[Entries from a point annotation set]

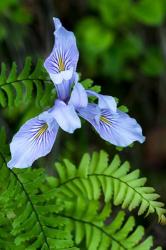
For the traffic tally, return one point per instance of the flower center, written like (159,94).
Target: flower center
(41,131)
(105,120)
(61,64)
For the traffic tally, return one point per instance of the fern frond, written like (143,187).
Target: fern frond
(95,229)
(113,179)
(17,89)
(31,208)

==

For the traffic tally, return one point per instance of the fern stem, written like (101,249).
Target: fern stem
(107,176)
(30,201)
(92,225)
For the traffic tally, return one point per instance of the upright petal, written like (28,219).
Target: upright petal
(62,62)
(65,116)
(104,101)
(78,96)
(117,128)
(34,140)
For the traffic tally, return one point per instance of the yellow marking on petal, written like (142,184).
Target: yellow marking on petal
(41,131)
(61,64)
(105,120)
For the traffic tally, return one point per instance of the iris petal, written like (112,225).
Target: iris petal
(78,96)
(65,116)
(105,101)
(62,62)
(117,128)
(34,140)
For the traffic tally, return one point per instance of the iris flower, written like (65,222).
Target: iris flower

Job: Copy out, word for word, the lines of the rows from the one containing "written like (28,219)." through the one containing "Target: iris flower", with both of those lines included.

Result of the exercise:
For the traffic tally, return one point per instance of the upright petal, written like (28,219).
Target: upright petal
(62,62)
(65,116)
(104,101)
(78,96)
(117,128)
(34,140)
For the traffic tally, return one point per instance of the yellow marking on petal, written like (142,184).
Target: yellow marking on petal
(41,131)
(61,64)
(105,120)
For the traffic tally, return one point per instance of the iris petal, written like (112,225).
Target: iris petal
(78,96)
(65,116)
(105,101)
(62,62)
(117,128)
(34,140)
For the traffic tally, return one point per instance of the iris flower, written like (65,222).
Target: iris flower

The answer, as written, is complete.